[foms] Proposal: adaptive streaming using open codecs
Frank Galligan
fgalligan at google.com
Mon Nov 22 20:31:23 PST 2010
On Wed, Nov 17, 2010 at 12:09 PM, Mark Watson <watsonm at netflix.com> wrote:
>
> On Nov 16, 2010, at 1:49 PM, Jean-Baptiste Kempf wrote:
>
> On Tue, Nov 16, 2010 at 07:29:21PM +0100, Pierre-Yves KEREMBELLEC wrote :
>
> - JSON for all manifest files (as it's easy to parse on any platform and
> heavily extensible)
>
>
> I disagree. Most software and hardware media players don't have any JSON
> code-related already.
>
> How is JSON so much better than XML?
> Many playlists are already XML based, I don't see where is the need to
> impose yet another format to parse to them?
>
>
> What is more important than the specific syntax (JSON, XML, M3U8 etc.) is
> the data model or abstract syntax. Once you have that you can map pretty
> easily to any specific syntax. It would be good to discuss what is needed at
> that level first.
>
> Roughly, something like the following:
> - some notion of <track> which is composed of one or more <stream>s (the
> specific terms can be changed).
> - A <track> is a single media type or interleaved combination of multiple
> types. The <stream>s it contains are different encodings of the exact same
> source media (so different audio languages are different <tracks>). If the
> <track> contains multiple media types every <stream> has all those media
> types interleaved i.e. all <stream>s contained interleaved media or no
> <stream>s contain interleaved media within a <track>. In the second case all
> the <stream>s in the track contain the same single media type.

> _Items_
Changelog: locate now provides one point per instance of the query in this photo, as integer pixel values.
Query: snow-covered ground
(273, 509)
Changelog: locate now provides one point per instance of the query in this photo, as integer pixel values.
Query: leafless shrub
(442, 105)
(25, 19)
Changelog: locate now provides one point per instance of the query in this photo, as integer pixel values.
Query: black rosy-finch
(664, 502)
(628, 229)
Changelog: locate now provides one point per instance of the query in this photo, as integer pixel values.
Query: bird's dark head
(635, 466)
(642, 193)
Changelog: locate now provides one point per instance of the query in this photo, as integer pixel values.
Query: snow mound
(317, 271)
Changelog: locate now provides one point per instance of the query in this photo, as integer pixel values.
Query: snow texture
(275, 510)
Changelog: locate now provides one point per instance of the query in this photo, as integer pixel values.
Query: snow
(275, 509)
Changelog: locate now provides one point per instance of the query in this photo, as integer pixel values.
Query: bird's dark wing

> _Directions for this task_
In the mailing-list post on adaptive streaming, what is said to matter more than the specific syntax (JSON, XML, M3U8)?

> _Full output_
The data model or abstract syntax.